### Data to examine
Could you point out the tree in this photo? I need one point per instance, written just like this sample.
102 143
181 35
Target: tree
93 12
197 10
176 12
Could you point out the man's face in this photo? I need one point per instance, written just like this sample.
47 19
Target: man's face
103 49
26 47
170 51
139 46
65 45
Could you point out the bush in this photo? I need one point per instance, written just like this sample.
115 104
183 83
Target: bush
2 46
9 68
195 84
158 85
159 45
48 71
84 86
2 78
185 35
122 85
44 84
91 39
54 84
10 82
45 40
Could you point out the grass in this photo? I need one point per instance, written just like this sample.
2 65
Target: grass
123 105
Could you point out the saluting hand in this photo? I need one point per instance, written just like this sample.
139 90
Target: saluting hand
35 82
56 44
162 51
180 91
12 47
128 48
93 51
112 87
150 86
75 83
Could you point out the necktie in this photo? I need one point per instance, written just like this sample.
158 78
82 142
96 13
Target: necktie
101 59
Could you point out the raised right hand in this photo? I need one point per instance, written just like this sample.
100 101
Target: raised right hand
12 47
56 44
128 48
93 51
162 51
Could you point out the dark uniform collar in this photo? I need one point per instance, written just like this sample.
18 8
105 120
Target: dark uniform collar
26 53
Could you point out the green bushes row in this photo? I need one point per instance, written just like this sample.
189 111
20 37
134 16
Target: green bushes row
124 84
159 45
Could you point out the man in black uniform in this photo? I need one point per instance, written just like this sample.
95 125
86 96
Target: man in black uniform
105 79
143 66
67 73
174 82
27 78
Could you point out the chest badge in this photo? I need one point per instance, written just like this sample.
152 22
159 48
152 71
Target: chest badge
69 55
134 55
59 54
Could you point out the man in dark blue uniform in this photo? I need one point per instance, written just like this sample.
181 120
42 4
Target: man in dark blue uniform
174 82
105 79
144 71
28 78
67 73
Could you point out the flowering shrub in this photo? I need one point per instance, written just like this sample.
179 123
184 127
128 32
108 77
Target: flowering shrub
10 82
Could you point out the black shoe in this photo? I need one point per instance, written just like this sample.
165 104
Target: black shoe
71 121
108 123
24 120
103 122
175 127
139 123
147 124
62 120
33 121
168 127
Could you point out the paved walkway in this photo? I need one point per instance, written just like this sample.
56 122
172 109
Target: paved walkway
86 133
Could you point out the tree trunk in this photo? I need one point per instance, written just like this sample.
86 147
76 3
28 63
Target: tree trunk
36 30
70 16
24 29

### About this exercise
Your task is to write out every record exactly.

### Answer for this exercise
Could you point out the tree in this photo? I need one point per instance, written just like this sample.
102 143
181 35
Target: tree
93 12
197 10
176 12
Could you point out the man's face in this photo? I need one point per instance, written just like this sample.
47 19
Target: man's face
103 49
26 47
170 51
139 46
65 45
Could you point out the bush in this photo? I need one point per instance, written just like this sample.
115 104
183 83
Target: bush
2 46
9 68
195 84
158 85
159 45
48 71
84 86
2 78
185 35
122 85
44 84
91 39
54 84
10 82
45 40
Could you point out the grass in this photo? I need one point per instance, written just like this sample.
2 65
Target: grass
123 105
Could you point out the saluting hand in this photo? I need one point per instance, written just like this sample.
139 90
Target: saluting hand
35 82
56 44
162 51
180 91
12 47
128 48
93 51
112 87
150 86
75 83
Could you point out the necktie in this photo? I need one point per instance, written just like this sample.
158 78
82 142
96 13
Target: necktie
101 59
Could you point out the raised right hand in this photo? I need one point per instance, written just like this sample.
100 101
Target: raised right hand
12 47
56 44
128 48
93 51
162 51
Could you point out the dark uniform collar in this photo? I need one point per instance, written just like this sample.
18 8
105 120
Target: dark uniform collar
26 53
Could you point out the green bushes row in this photo? I need one point per instance, written just like this sample.
189 111
20 37
134 16
Target: green bushes row
124 84
159 45
Could you point out the man in black uniform in this photo? I need one point per instance, written just like this sample.
95 125
86 96
Target: man in black uniform
105 79
143 66
67 73
174 82
27 78
Could you point out the chest badge in this photo? I need one point per instance, written just like this sample.
152 22
159 48
152 71
Target: chest badge
69 55
134 55
59 54
Could you point out the man in dark blue uniform in this photo? I need one point per instance, written just like this sample.
181 120
42 4
Target: man in dark blue uniform
174 82
105 79
144 71
28 78
67 73
Could you point out the flowering shrub in this photo? I need one point per instance, written just like this sample.
179 123
184 127
128 32
108 77
Target: flowering shrub
10 82
Could you point out the black shoe in this photo? I need one point per instance, written just like this sample.
165 104
Target: black shoe
71 121
108 123
24 120
103 122
175 127
139 123
147 124
62 120
33 121
168 127
Could you point out the paved walkway in this photo? I need one point per instance, written just like this sample.
56 122
172 109
Target: paved walkway
86 133
Could you point out the tree trunk in this photo? I need one point per instance, written just like this sample.
86 147
76 3
28 63
Target: tree trunk
36 30
70 16
24 29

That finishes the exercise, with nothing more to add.